__Activity__: I'd like the data below restated word for word, with the pictures left out.

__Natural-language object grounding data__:
+ + + + + + +

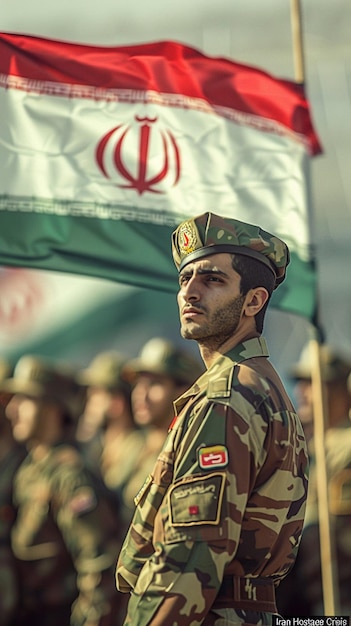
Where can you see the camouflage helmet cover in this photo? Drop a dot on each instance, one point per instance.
(209, 234)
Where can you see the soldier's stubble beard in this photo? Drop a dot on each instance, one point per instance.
(214, 328)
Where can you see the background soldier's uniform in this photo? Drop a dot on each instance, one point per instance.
(11, 456)
(302, 591)
(9, 590)
(217, 525)
(65, 538)
(66, 534)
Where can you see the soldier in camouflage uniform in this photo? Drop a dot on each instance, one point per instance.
(302, 590)
(218, 521)
(11, 456)
(161, 373)
(66, 535)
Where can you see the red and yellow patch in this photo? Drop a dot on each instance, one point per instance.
(213, 456)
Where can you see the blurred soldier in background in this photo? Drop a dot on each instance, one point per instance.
(107, 432)
(65, 536)
(11, 456)
(160, 374)
(301, 592)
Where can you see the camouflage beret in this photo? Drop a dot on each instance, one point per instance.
(209, 234)
(38, 377)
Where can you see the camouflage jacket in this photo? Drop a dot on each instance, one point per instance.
(9, 582)
(65, 538)
(226, 497)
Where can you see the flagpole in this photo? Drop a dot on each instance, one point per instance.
(327, 550)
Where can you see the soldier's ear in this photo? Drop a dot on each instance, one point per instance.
(255, 300)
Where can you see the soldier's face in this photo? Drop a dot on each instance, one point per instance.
(23, 413)
(209, 299)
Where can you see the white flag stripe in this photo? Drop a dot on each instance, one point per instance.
(224, 166)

+ + + + + + +

__Task solution__:
Where can you see the camouflage helmet cover in this photo? Drop a dot on each instance, one point per instance.
(209, 234)
Where can you see the soldier's stubble beard in this photo? Drop a dot on each instance, one point per instance.
(214, 328)
Where can you see the background soldier's uniform in this photo? Drop a dot on each instance, one point per instance.
(11, 456)
(302, 591)
(9, 590)
(217, 525)
(65, 538)
(66, 534)
Where can you see the soldier in camouflage uniform in this photo? Drop a dot on each instance, one point per instance.
(302, 590)
(218, 521)
(11, 456)
(161, 373)
(66, 535)
Where can you see the red and yellow patch in this photo? Drop a dot on each instance, one point per instance.
(213, 456)
Where can you see the blurred soldier in background in this photo? Drop a dot on each instance, one point per instance.
(107, 432)
(65, 536)
(11, 456)
(160, 374)
(301, 592)
Where can you see the camouflage beret in this photo? Drop a dot on each instance, one point per instance.
(209, 234)
(38, 377)
Where can you see the camouflage jacket in this photo? Drop a dot on each instance, one point per instance.
(9, 582)
(65, 538)
(226, 497)
Where can you see the flagpole in this photo? Drop a dot on each instance, one point per instance.
(327, 550)
Where can you see the soldier's ear in this photo? Drop a dot on each instance, one point per instance.
(255, 300)
Where can you see the soldier's face in this photo? Drop a dot on each instance, one point per instance.
(23, 413)
(209, 299)
Where can you see the white flag stripe in this photo? Drop a dot on each instance, one point per instance.
(224, 166)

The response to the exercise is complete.